Please list every line of the items below that contains the word "gray".

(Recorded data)

^^^^^^^^

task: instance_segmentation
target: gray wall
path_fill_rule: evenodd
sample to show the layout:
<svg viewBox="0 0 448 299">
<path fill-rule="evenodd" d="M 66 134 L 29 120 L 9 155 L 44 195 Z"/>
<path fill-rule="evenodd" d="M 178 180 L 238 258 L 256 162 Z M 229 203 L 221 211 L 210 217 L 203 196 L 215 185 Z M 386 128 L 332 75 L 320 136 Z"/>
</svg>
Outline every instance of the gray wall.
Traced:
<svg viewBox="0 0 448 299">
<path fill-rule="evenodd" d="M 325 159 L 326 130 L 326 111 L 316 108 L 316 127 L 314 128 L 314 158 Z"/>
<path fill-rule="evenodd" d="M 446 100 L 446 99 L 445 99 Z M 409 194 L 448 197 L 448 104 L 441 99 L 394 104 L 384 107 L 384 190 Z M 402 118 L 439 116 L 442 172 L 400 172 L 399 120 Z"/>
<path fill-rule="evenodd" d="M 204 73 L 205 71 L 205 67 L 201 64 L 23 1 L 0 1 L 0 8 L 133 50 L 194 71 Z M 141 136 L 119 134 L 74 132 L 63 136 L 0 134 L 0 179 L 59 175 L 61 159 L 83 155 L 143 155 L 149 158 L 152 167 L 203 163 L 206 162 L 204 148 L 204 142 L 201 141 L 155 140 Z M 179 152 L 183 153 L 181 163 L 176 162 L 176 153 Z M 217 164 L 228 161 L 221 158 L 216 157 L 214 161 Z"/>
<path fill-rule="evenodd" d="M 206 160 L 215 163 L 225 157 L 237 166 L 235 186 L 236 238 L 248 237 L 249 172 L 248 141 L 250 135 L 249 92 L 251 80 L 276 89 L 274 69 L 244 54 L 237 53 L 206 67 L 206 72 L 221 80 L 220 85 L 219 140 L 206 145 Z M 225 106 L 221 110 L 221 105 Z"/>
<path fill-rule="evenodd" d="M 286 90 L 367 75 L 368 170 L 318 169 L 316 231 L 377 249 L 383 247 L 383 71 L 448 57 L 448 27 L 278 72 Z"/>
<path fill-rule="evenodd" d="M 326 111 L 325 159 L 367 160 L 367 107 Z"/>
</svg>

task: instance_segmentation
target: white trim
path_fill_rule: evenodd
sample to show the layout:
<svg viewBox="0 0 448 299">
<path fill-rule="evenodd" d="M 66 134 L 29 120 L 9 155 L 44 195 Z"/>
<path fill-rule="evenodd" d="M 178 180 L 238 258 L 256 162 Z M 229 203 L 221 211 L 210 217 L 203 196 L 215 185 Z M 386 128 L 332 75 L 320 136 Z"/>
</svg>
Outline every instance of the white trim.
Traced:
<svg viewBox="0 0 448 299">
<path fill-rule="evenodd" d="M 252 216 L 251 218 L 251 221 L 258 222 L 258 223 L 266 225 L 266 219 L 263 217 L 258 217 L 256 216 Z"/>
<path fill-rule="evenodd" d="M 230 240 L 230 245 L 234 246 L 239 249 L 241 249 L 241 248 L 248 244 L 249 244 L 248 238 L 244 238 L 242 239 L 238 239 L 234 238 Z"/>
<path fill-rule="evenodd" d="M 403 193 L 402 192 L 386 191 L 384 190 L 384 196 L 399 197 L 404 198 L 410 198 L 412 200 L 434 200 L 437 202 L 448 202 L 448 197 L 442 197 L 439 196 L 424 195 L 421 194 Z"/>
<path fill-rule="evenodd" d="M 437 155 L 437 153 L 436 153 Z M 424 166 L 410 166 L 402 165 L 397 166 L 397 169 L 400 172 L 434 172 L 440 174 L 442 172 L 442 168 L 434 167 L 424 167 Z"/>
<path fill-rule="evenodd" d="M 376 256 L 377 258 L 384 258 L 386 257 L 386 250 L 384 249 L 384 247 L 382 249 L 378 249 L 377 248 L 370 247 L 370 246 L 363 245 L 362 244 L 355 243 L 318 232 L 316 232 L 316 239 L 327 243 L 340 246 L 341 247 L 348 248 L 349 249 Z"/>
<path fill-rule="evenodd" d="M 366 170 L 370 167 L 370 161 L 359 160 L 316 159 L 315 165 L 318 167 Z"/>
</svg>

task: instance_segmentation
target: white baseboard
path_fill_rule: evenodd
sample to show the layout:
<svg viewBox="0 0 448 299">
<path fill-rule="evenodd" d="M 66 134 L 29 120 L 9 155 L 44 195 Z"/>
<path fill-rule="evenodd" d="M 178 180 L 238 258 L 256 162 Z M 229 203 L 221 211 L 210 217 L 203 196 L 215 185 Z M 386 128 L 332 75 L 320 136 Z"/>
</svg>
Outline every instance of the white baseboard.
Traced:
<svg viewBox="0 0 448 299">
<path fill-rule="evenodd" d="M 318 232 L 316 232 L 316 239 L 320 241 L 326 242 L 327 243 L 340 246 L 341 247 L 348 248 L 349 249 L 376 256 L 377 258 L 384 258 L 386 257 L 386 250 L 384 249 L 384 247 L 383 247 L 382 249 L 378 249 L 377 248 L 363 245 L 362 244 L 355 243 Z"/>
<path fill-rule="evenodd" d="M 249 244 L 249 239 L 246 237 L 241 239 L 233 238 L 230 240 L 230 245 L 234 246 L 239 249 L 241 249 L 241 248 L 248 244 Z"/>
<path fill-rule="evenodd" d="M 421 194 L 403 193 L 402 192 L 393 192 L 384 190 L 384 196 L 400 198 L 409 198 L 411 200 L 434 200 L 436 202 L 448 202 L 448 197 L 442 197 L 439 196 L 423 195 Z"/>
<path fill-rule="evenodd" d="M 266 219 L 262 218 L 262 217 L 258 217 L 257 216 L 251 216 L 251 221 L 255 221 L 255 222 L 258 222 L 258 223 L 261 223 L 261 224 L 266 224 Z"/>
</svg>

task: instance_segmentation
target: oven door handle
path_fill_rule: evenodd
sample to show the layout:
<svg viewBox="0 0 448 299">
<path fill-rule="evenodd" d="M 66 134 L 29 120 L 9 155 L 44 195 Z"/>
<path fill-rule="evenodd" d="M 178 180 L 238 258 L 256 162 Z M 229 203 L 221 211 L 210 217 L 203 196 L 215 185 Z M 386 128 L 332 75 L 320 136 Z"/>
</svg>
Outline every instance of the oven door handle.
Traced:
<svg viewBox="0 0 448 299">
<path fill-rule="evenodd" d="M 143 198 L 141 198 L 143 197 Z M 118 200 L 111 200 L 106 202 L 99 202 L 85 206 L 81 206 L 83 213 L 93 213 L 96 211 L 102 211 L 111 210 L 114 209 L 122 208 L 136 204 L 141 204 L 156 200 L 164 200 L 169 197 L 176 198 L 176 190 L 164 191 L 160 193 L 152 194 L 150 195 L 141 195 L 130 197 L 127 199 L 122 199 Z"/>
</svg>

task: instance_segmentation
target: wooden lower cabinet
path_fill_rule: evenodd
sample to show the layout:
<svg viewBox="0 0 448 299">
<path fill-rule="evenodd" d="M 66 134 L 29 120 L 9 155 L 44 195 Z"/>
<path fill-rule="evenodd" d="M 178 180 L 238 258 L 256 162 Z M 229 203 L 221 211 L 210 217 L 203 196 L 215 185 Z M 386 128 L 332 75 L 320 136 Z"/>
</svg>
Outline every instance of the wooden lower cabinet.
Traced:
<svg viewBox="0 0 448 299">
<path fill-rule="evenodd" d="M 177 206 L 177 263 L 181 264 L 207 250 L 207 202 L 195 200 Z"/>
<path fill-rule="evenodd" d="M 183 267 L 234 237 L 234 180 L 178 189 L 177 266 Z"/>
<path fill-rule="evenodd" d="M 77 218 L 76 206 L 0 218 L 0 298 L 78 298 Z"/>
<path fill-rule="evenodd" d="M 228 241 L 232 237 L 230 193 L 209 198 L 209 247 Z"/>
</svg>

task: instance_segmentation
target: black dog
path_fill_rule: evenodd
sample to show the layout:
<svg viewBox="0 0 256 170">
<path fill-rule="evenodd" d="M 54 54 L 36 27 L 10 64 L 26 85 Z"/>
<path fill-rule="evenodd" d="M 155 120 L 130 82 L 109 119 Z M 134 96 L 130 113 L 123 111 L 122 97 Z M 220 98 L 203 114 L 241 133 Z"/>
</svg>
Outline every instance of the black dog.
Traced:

^^^^^^^^

Written response:
target: gray wall
Outline every instance of the gray wall.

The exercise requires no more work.